> [Brief] Return the patent claims on the exhaust dilution and dispersion device below, word for word and in full.

> [Source document]

##########

28. The exhaust dilution and dispersion device of claim 27, wherein the deflection portion has at least one symmetry plane extending lengthwise through the exhaust flow guide divider portion.
29. The exhaust dilution and dispersion device of claim 27, wherein the exhaust flow divider portion has a lower surface that is generally convex and the at least one exhaust flow guide portion has a lower surface that is generally concave.
30. The exhaust dilution and dispersion device of claim 11 wherein the exhaust flow divider portion is of increasing cross sectional width from a first location to a second location in the exhaust flow direction.
31. The exhaust dilution and dispersion device of claim 30 comprising first and second exhaust flow guides along the respective sides of the exhaust flow divider portion, the exhaust flow guides being of decreasing cross sectional area from the first location to the second location.
32. The exhaust dilution and dispersion device of claim 31 wherein the exhaust flow divider portion is generally convex in cross section and the exhaust flow guides are generally concave in cross section.
33. The exhaust dilution and dispersion device of claim 11, further comprising a nozzle having a first inlet end portion connectable to an exhaust system of a vehicle and a second exhaust acceleration end portion generally opposite the first inlet end portion, the second exhaust acceleration end portion comprising reduced cross-sectional areas in an exhaust flow direction, wherein the second exhaust acceleration end portion of the nozzle is at least partially disposed within the inlet section of the tailpipe such that an ambient air passageway is defined between an outer surface of the nozzle and an inner surface of the tailpipe, the air passageway facilitating passage of ambient air from the surroundings into exhaust flowing through the tailpipe.
34. The exhaust dilution and dispersion device of claim 33, wherein the tailpipe has an overall length, and wherein the exhaust outlet has a length that is at least approximately 50% of the length of the tailpipe.

##########

> [Record list]
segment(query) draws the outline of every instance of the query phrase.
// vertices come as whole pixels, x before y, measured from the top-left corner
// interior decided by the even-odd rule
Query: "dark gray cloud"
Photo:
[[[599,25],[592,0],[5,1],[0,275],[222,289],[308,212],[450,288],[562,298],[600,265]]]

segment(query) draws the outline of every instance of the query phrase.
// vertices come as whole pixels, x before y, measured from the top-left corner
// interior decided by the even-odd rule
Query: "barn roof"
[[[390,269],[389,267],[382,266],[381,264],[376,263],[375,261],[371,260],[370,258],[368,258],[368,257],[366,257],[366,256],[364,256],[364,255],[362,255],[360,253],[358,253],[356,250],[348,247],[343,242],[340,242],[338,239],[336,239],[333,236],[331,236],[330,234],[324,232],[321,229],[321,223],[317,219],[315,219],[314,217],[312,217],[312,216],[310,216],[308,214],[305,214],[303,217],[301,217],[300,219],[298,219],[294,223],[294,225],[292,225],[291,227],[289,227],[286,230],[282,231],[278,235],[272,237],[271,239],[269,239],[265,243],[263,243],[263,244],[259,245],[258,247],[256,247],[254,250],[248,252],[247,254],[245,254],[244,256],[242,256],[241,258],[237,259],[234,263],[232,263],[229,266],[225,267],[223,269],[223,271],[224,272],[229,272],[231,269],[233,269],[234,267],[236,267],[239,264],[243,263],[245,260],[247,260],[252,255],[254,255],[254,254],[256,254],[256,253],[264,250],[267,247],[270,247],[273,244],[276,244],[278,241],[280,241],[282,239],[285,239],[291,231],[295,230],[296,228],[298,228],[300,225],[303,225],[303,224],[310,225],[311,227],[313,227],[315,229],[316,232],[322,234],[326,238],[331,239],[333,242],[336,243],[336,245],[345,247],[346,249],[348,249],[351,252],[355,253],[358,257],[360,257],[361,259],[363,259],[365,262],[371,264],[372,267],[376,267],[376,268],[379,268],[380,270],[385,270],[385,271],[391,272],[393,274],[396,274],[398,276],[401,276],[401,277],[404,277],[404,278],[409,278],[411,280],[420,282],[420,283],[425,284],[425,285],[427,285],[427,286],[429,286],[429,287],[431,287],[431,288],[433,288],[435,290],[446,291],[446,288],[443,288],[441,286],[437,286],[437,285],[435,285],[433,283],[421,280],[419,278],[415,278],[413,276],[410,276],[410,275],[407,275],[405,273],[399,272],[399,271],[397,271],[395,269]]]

##########

> [Correct answer]
28. The exhaust dilution and dispersion device of claim 27, wherein the deflection portion has at least one symmetry plane extending lengthwise through the exhaust flow guide divider portion.
29. The exhaust dilution and dispersion device of claim 27, wherein the exhaust flow divider portion has a lower surface that is generally convex and the at least one exhaust flow guide portion has a lower surface that is generally concave.
30. The exhaust dilution and dispersion device of claim 11 wherein the exhaust flow divider portion is of increasing cross sectional width from a first location to a second location in the exhaust flow direction.
31. The exhaust dilution and dispersion device of claim 30 comprising first and second exhaust flow guides along the respective sides of the exhaust flow divider portion, the exhaust flow guides being of decreasing cross sectional area from the first location to the second location.
32. The exhaust dilution and dispersion device of claim 31 wherein the exhaust flow divider portion is generally convex in cross section and the exhaust flow guides are generally concave in cross section.
33. The exhaust dilution and dispersion device of claim 11, further comprising a nozzle having a first inlet end portion connectable to an exhaust system of a vehicle and a second exhaust acceleration end portion generally opposite the first inlet end portion, the second exhaust acceleration end portion comprising reduced cross-sectional areas in an exhaust flow direction, wherein the second exhaust acceleration end portion of the nozzle is at least partially disposed within the inlet section of the tailpipe such that an ambient air passageway is defined between an outer surface of the nozzle and an inner surface of the tailpipe, the air passageway facilitating passage of ambient air from the surroundings into exhaust flowing through the tailpipe.
34. The exhaust dilution and dispersion device of claim 33, wherein the tailpipe has an overall length, and wherein the exhaust outlet has a length that is at least approximately 50% of the length of the tailpipe.